_SOURCE MATERIAL_
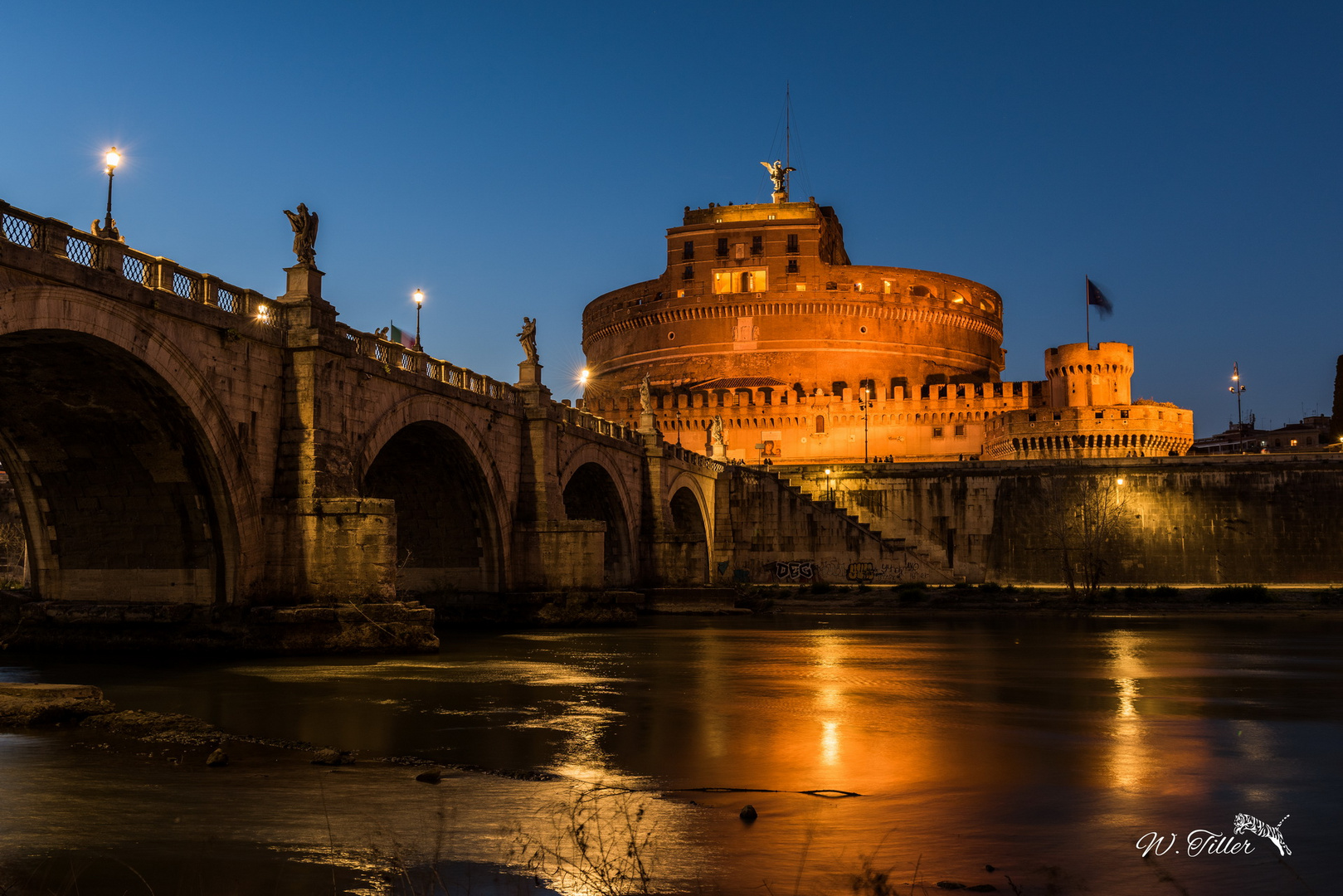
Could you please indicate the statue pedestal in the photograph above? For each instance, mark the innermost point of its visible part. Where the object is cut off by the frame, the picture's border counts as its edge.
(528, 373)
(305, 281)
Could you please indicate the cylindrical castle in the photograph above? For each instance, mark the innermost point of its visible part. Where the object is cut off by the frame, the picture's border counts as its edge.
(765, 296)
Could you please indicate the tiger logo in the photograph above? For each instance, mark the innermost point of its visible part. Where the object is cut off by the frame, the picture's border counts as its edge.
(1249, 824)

_WHAT YOU NEED TO DO_
Could you output all of the records exactly, without their pictures?

_SOLUTION TO THE PROBLEM_
Could you please indicate the statue pedestal in the photograph above? For each instance, mark the innermost point of its visible part. Where the object is cut off by the frame, the picture's border counts as its edge.
(528, 373)
(305, 281)
Could you please indicate the cylindrical castle in the photograph above? For each instance, mark the innermost point of its visible part. Where the object is cut off by the frame, the picture's border counts as its edge.
(765, 296)
Could you please indicate the tiger logo in the photograph above? For each instance, mark the innermost point of its visible part. Where the object is cut off by the frame, the picture's border counts as its edge.
(1249, 824)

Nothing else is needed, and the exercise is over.